Given request 1: Translate this sentence from the sensor fusion extract into Spanish: "The receivers then use this data to determine location."

Extract:
Sensor fusion is the combining of sensory data or data derived from disparate sources such that the resulting information has less uncertainty. More than just one sensor system needs to provide for the identical information, with the highest probability of truth (bearing in mind that a 100 percent probability is impossible to reach and depending on whether action or omission is in question such probability thresholds may be different).

Generic information needs to be provided by HD mapping providing reliable information to the car on information that the car cannot see with its sensor, or to verify localization and positioning.

Global navigation satellite system (GNSS) refers to a constellation of satellites providing signals from space that transmit positioning and timing data to GNSS receivers. The receivers then use this data to determine location.

Vehicle-to-everything (V2X) communication is the passing of information from a vehicle to any entity that may affect the vehicle, and vice versa. It is a vehicular communication system that is not available everywhere yet. Every information needs to be accomplished by data on the motion of the vehicle itself (ego-motion) which describes the actual state of the car, including acceleration, deceleration, speed, etc.

(Entries from a point labeling set)

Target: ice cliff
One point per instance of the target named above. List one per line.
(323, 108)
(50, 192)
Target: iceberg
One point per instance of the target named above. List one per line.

Given request 2: Reproduce every line of the entries above, from "Target: ice cliff" to the final line, without changing anything.

Task result 1: Los receptores luego utilizan estos datos para determinar la ubicación.

Task result 2:
Target: ice cliff
One point per instance of the target named above. List one per line.
(323, 108)
(50, 192)
Target: iceberg
One point per instance of the target named above. List one per line.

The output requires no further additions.